WHAT IS REQUIRED: Copy out the rows below with "locator" replaced by "detector" wherever it occurs, keeping everything else unchanged and leaving out the pictures.

* START EXERCISE INPUT *

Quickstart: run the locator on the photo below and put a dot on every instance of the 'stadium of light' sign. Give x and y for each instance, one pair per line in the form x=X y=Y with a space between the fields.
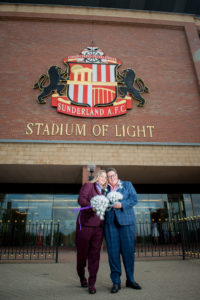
x=91 y=86
x=103 y=130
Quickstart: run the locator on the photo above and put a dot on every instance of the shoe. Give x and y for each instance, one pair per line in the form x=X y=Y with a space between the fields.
x=84 y=283
x=133 y=285
x=115 y=288
x=92 y=290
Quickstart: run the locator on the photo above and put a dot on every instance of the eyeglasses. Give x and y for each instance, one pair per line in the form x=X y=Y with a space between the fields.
x=111 y=176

* END EXERCISE INPUT *

WORKED SOLUTION:
Quickstart: run the detector on the photo below and put a dot on every instance of the 'stadium of light' sign. Give x and y for each instance, one pair per line in the form x=X y=Y with a space between the fields.
x=91 y=86
x=103 y=130
Quickstart: run the detector on the photo above and put a dot on every instance of the shoe. Give x and y for each instance, one pair per line in the form x=X y=Y with a space between the fields.
x=84 y=283
x=133 y=285
x=115 y=288
x=92 y=290
Quickstart: run the detector on the photo above and put a dot on every instance of the eyeglasses. Give x and y for each instance, one pair per line in the form x=X y=Y with a space between the fields.
x=111 y=176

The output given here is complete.